Questions on the material:
a. Answer these from the article about the Koch family:
(i) Besides the shape of their mouths, what two things about each player or singer must Tim Koch know?
(ii) Through what three means do the Kochs say they will preserve their son's cultural heritage?
(iii) What did one neighbor volunteer to build for David?
b. Carry on the article about the Koch family from the point where it stops.

Text segment:
§ §

The authors of Nurture Shock have come to a similar conclusion, citing research that shows young black children need to have outlets to discuss race. But it’s not easy to strike the right balance.
Avoid the subject or not discuss it enough and you leave children unprepared for real-world situations.
Over-focusing on the issue, though, “give children the message that the world is going to be hostile – you’re just not valued and that’s the way the world is,” the authors wrote, which can harm a child’s educational and other pursuits.
Tim Koch’s skill set is ideally suited for that delicate dance.
The best directors are adept at blending styles, finding the sweet spot where each voice or instrument is utilized well and compliments the others.
It doesn’t matter if he knows what it feels like for a woman to hit a “high c” note, “but I must understand what she needs to sound like,” Tim Koch said, just as he must understand David and his unique struggles.
He has to know what each player or singer should be doing, the shape of their mouths, their breathing, their posture.
Being able to handle diverse personalities, backgrounds and expectations is a professional requirement for Tim Koch.
With David, it has become more of a personal one as well and fits with Tim’s philosophy of life, which includes fighting for equality.
“We are doing and will do all in our power to preserve our son’s cultural heritage, especially through education, music and religion,” Tim Koch said.
They feel honored to be parents of one of the most talented drummers in South Carolina, as Tim Koch describes David.
“He is a prodigy, as gifted as Michael Jackson, and I don’t think that’s much of an exaggeration,” Tim Koch said. “He is far more talented than I am. He is primarily self-taught at most everything. He can produce an entire music video by writing the song, laying down all the instrumental and vocal tracks.”
The Kochs have been welcomed by church members, friends, black and white, and neighbors, including one who volunteered to build David a tree house in the background.
“I knew it would be a challenge, especially living in a small town in South Carolina and my immediate family’s feelings about people of color, especially African-Americans,” said Jo Nell Koch.

§ §

Entries supplied:
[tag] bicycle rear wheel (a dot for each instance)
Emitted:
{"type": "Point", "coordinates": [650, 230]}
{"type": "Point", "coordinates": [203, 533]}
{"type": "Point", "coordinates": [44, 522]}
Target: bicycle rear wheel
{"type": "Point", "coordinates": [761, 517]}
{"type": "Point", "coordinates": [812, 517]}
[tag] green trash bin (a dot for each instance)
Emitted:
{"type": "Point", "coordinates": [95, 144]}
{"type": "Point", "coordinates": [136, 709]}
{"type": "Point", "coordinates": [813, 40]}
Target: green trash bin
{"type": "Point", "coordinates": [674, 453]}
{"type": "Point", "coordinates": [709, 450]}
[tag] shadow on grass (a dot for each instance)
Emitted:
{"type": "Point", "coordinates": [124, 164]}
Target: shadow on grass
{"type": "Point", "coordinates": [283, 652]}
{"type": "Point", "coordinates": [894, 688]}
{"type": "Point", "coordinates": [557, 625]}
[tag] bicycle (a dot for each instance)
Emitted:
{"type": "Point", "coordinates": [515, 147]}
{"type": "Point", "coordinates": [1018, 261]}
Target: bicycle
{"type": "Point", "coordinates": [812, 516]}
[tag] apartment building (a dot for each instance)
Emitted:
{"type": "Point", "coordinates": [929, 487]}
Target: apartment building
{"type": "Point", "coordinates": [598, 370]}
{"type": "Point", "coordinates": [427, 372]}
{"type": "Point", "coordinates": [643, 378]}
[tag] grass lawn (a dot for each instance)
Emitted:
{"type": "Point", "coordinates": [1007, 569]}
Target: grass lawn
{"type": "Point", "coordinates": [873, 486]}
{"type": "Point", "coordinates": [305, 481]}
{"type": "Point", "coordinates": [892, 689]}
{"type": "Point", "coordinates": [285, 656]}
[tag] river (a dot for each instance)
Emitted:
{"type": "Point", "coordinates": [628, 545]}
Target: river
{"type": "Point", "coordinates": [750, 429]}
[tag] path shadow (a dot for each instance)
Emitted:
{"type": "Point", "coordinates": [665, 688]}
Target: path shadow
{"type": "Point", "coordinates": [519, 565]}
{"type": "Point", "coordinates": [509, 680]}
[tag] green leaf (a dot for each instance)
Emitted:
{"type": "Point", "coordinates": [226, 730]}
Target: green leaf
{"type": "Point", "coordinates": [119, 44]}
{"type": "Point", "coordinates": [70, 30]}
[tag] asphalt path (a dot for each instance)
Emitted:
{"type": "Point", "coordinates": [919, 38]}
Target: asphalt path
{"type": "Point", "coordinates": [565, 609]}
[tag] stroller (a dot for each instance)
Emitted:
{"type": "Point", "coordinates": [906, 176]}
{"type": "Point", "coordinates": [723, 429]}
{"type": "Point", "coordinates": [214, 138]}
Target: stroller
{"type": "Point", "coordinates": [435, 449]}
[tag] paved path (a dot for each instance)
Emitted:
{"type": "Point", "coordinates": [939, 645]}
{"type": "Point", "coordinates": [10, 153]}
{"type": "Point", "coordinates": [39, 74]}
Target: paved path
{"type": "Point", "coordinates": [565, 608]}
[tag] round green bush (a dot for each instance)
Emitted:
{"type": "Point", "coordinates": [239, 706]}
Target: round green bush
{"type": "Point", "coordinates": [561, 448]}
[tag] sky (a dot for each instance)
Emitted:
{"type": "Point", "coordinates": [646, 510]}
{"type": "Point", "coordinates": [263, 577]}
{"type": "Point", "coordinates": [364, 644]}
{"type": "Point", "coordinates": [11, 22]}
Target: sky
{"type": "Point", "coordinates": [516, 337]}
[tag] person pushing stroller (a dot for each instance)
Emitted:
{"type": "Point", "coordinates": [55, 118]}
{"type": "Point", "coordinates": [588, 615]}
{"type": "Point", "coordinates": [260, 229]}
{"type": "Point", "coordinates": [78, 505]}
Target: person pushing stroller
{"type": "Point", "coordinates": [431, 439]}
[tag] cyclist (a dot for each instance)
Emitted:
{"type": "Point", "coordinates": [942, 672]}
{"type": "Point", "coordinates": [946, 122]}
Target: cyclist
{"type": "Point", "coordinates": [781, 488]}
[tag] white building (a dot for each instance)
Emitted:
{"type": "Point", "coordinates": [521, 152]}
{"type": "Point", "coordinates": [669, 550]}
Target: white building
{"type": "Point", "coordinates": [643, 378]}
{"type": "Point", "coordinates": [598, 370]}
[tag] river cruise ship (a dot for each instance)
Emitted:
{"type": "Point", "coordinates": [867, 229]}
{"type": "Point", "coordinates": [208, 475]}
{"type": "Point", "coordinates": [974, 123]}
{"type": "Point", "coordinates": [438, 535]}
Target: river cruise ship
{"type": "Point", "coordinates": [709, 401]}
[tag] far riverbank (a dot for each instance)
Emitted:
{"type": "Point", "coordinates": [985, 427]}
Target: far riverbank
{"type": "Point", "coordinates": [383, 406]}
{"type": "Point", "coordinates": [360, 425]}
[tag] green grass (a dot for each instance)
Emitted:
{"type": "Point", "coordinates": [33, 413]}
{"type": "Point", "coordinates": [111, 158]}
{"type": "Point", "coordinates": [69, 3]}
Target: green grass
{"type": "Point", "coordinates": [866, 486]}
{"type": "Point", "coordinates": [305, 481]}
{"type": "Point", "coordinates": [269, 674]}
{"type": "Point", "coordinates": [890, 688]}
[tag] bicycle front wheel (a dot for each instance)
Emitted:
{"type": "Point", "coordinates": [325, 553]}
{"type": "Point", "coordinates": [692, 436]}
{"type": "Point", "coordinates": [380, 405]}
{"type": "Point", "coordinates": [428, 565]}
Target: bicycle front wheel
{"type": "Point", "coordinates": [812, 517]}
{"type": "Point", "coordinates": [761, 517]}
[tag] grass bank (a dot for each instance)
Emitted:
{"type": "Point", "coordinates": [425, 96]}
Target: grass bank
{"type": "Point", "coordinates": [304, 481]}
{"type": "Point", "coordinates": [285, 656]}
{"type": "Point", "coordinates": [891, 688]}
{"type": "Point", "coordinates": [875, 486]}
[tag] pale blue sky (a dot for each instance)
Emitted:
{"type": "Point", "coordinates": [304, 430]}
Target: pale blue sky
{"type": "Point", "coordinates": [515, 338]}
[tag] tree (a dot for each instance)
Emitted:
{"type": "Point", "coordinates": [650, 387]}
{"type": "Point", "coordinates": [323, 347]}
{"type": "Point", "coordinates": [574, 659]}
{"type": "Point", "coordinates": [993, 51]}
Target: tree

§ §

Answers to the exercise:
a.
(i) Their breathing and their posture.
(ii) Education, music and religion.
(iii) A tree house.

b.
Some family members have severed ties because of the Koch’s decision to adopt a black boy, including one who hurled the n-word.
And sometimes a friend of David makes a snide remark.
And sometimes they get stared at in public.
“When I see a suspicious look, I usually put my arm around David or give him a hug and a kiss on his forehead,” Tim Koch said. “The most common response, however, is a big smile and sometimes a tear, especially when we perform together. Frankly, I think more about how some African-Americans might feel about our adopting a black child. Is there any resentment or suspicion that something about our decision is somehow condescending toward African-Americans?”
The Kochs have also kept David in touch with his previous family, which includes his mother, two brothers and three sisters.
“I think his biggest fear was that his mother would not be alive when he finally was old enough to see her again, given his understanding of her lifestyle and addictions,” Jo Nell Koch said. “I now realize that it’s possible for him to love both his biological and adoptive mothers, just in different ways.”
The families meet at least once a year in a Spartanburg mall. David spoke to his birth mother recently by phone and keeps photos of them in a folder he created during his many stays in foster care.
“It’s never really like I’m angry with her,” he said. “It’s more like she did things that ended up putting things in place for God’s plans” to unfold.